[Opening Data section]
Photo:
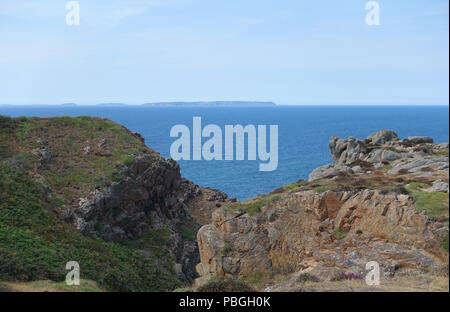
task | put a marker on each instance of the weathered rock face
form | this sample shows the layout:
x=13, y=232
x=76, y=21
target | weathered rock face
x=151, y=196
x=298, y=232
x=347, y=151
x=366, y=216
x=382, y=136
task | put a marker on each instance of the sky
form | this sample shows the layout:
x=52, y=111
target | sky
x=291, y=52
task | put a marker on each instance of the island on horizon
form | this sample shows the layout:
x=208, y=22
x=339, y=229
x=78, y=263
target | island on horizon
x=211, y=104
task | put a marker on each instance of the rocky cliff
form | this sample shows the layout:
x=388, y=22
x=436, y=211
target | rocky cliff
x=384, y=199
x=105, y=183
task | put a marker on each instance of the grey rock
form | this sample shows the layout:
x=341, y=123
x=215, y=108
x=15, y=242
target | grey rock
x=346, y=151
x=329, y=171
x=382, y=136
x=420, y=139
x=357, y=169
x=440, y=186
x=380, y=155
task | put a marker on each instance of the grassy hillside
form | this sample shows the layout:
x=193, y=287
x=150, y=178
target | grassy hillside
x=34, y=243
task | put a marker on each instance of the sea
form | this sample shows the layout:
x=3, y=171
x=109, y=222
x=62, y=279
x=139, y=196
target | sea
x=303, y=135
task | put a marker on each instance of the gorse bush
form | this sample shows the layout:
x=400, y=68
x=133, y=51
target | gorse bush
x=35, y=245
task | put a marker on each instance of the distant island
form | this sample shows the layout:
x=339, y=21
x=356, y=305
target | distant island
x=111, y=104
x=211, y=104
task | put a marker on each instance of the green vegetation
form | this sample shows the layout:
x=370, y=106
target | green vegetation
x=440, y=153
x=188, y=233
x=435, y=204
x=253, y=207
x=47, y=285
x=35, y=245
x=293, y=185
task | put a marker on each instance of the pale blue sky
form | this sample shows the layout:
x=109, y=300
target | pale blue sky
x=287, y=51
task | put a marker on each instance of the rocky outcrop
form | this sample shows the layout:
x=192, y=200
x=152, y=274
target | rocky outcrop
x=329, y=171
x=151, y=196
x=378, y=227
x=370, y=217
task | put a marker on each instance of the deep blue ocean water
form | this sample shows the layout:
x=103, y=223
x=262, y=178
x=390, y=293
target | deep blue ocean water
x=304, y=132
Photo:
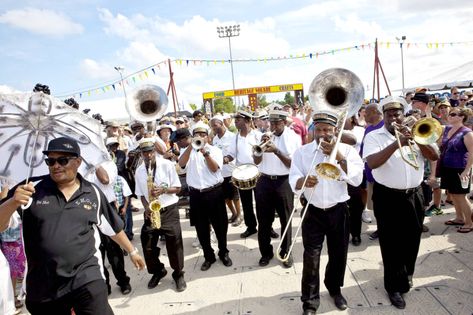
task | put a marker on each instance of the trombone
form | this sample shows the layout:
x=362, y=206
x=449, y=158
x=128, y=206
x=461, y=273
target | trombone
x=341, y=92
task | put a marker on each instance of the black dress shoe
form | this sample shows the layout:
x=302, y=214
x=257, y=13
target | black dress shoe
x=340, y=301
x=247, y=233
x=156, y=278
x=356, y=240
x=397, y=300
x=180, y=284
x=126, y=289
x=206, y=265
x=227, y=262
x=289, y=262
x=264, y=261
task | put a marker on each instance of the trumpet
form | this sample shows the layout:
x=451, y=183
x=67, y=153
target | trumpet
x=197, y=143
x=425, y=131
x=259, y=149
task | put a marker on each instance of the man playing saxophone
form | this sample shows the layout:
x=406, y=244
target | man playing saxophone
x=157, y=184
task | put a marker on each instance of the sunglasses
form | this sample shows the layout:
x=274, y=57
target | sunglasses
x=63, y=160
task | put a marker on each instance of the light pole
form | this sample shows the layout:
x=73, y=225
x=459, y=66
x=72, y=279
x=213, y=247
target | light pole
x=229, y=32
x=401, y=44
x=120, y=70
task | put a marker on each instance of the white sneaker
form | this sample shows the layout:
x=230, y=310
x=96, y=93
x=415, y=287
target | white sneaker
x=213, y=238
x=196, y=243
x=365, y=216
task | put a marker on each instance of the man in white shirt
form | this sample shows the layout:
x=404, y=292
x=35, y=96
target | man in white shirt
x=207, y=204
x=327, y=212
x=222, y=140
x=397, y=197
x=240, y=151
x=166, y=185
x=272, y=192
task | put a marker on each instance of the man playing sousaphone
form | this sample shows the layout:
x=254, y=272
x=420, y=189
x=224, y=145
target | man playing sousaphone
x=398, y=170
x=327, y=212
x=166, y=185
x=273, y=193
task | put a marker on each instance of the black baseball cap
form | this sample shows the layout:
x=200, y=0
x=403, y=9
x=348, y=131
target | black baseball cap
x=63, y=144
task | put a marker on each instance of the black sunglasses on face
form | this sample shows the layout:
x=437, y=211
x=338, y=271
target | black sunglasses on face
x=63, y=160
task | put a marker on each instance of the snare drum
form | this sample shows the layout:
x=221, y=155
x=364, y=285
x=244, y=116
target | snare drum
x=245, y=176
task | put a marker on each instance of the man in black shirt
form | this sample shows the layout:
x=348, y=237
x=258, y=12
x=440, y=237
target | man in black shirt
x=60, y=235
[Closing Data section]
→ **Problem to work on**
Counting the line that contains "x=338, y=271" as the first, copy exactly every line through the end of the records, and nothing else.

→ **Expected answer**
x=338, y=271
target | black sunglasses on face
x=63, y=160
task | put a marker on each instance of the snare drum
form | this sample shows the layout:
x=221, y=155
x=364, y=285
x=244, y=116
target | snare drum
x=245, y=176
task | put a marker on each instance of the man in black shirt
form | this sample shows the layout:
x=348, y=237
x=258, y=12
x=440, y=237
target | man in black shirt
x=60, y=235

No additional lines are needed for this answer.